:: Task directions ::
Once the line containing "[250, 88], one" is found in the entries below, restate it and each following line word for word, stopping after the line containing "[608, 313], one".

:: Data for review ::

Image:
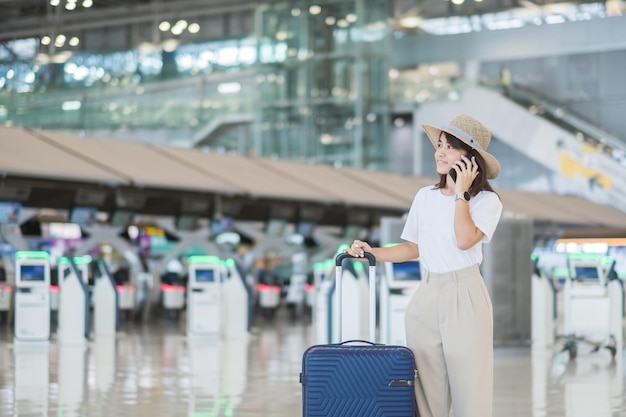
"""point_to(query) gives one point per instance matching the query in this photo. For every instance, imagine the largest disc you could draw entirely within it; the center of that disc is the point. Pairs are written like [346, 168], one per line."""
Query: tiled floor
[154, 370]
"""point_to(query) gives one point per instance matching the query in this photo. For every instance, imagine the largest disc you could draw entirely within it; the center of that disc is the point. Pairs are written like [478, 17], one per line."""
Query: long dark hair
[480, 182]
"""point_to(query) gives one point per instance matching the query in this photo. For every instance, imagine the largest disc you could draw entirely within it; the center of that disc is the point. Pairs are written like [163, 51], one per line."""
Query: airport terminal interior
[179, 176]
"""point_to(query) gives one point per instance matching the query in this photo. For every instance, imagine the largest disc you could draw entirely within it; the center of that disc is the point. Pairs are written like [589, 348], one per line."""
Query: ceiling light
[411, 21]
[60, 40]
[170, 45]
[315, 9]
[164, 26]
[182, 24]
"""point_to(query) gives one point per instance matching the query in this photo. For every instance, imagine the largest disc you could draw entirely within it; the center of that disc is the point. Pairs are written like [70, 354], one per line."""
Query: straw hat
[471, 132]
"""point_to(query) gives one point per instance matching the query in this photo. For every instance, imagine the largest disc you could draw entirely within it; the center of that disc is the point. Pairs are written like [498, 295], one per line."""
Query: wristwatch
[462, 196]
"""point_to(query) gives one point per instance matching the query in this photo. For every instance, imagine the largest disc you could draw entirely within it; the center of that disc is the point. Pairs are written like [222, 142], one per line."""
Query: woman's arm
[402, 252]
[466, 232]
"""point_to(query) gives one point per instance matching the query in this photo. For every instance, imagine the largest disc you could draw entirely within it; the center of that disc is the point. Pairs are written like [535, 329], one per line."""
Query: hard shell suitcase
[358, 378]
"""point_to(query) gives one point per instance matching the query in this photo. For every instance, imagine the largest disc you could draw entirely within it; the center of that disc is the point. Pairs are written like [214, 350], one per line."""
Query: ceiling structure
[35, 18]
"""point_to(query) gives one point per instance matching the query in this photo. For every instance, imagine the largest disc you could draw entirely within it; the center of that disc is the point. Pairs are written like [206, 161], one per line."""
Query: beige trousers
[449, 328]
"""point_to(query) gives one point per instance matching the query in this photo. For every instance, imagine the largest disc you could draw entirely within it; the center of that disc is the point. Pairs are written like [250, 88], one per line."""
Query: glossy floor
[154, 370]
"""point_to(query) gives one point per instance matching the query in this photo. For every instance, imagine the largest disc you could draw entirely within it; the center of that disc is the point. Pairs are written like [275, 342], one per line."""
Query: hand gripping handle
[372, 292]
[339, 259]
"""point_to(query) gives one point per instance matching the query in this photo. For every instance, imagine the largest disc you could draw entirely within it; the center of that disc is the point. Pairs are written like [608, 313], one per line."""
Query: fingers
[357, 249]
[466, 164]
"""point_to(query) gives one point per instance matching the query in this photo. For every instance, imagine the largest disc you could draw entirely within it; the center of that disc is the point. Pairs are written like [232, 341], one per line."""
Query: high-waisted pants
[449, 328]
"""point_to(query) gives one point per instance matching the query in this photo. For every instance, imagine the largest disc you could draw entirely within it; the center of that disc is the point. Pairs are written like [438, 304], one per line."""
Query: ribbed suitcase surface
[341, 380]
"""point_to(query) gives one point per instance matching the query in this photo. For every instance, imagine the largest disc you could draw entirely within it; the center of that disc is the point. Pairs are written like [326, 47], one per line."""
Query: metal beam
[117, 16]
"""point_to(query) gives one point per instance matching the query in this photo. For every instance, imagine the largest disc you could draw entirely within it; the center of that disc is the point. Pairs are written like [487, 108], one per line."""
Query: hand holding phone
[452, 171]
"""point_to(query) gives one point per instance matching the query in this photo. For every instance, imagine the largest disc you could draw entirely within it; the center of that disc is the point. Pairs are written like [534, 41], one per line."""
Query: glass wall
[322, 82]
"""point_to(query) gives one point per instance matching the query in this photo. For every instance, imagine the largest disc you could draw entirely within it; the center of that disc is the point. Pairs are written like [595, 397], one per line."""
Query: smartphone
[452, 171]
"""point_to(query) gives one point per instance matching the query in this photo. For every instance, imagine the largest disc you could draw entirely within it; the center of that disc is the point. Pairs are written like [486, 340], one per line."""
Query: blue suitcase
[358, 378]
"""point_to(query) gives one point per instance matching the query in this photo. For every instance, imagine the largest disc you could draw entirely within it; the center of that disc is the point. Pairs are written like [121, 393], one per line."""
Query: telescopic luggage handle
[372, 292]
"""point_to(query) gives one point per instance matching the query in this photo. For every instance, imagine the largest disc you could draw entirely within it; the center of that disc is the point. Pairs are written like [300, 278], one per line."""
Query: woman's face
[446, 155]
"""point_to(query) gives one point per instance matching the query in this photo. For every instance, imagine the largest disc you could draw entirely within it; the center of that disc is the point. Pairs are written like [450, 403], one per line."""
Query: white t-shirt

:: Response area ::
"""point_to(query) gives one point per instance matching the query in this photo. For every instance, imagine the largest disc you could draw entirely within it; the center of that disc is the point. Pairs are written like [250, 88], one per line."""
Query: glossy floor
[154, 370]
"""point_to(query) gives one point per instance matching the query in this photo. For every instance, imagine the largest disc you could draw entirely within it; the center of that disc is the point. Pairs are written like [275, 342], one per line."""
Query: hand gripping handle
[372, 292]
[339, 259]
"""point_to(query) gives one point per instance matching the query in this photo. For every instance, imagine the largest disc you could draw entirely within it; the center of that disc is the point. Pairs are written like [608, 313], one per line."""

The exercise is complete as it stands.